• [Task description] Exactly retype the lines below from the one containing "label the golden dog, a point per instance." through the end of the listing. Leave pictures out.

• [Collected data entries]
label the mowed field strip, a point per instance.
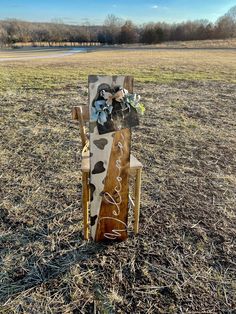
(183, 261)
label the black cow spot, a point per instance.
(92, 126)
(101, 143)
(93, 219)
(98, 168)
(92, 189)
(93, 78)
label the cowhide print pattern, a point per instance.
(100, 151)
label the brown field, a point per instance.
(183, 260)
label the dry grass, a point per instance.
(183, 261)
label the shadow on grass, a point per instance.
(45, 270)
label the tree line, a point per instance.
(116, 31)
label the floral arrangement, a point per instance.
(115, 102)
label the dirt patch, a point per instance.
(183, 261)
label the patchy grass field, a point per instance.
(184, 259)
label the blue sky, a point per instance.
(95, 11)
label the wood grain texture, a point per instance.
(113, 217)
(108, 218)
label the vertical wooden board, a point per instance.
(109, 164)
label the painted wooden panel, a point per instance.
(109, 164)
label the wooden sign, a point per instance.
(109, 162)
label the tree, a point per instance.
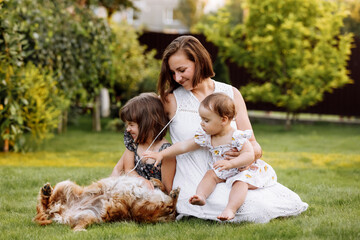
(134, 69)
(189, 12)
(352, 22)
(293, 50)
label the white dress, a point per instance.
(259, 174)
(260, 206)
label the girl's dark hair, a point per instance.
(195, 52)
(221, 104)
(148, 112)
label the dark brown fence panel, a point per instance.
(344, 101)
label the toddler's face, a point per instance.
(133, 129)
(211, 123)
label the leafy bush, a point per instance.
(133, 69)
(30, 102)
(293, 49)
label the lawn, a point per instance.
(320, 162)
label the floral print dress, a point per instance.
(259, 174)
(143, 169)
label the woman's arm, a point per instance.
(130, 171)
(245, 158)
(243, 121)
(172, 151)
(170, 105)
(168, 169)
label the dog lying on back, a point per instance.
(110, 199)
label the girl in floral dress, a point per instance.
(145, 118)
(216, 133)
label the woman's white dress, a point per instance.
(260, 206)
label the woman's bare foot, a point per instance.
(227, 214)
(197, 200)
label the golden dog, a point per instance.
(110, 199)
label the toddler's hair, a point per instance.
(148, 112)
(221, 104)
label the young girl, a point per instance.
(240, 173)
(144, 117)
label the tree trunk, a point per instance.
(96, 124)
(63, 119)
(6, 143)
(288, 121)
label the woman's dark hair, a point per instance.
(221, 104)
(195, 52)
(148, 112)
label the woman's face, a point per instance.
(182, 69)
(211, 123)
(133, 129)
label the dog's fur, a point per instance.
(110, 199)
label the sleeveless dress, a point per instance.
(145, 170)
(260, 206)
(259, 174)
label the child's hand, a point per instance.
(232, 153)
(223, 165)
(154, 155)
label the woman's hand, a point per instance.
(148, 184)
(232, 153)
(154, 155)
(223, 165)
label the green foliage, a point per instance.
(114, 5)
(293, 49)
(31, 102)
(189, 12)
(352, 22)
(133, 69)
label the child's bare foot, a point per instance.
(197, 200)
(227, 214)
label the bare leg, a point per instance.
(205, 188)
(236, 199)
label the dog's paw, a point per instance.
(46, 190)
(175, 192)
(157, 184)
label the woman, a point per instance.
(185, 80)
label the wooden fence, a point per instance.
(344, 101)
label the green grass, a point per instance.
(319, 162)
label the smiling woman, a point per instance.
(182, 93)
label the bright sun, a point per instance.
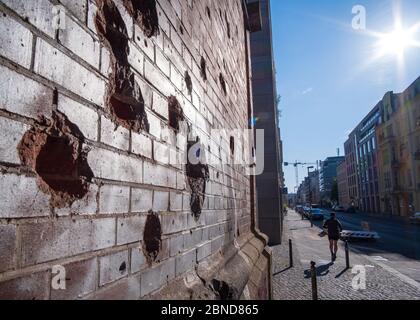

• [Written solution]
label the golden dog, a point per instance.
(110, 199)
label the toddler's hair, a point per instance.
(148, 112)
(221, 104)
label the young girl, a point per instance.
(240, 173)
(144, 117)
label the tree trunk, a point per instance.
(96, 124)
(63, 119)
(6, 143)
(288, 121)
label the woman's dark hair, a point per instance.
(221, 104)
(195, 52)
(148, 112)
label the woman's face, a point per instance.
(182, 69)
(211, 123)
(133, 129)
label the dog's fur, a point per instance.
(110, 199)
label the sleeveless dress, a point per instance.
(145, 170)
(260, 206)
(259, 174)
label the child's hand, a point per instance.
(232, 153)
(223, 165)
(154, 155)
label the woman's hand, a point per instance.
(148, 184)
(232, 153)
(154, 155)
(223, 165)
label the green foliage, a point per instance.
(114, 5)
(293, 49)
(31, 102)
(189, 12)
(352, 22)
(133, 69)
label the child's bare foot, a point per instance.
(197, 200)
(227, 214)
label the bare leg, a point per instance.
(205, 188)
(236, 199)
label the dog's paw, a point per instance.
(46, 190)
(175, 192)
(157, 184)
label the woman, a point per instance.
(185, 80)
label the wooden fence, a point per instance.
(344, 101)
label the green grass, a point per instance.
(319, 162)
label the smiling woman, a point per instance.
(182, 93)
label the bright sun, a point per instance.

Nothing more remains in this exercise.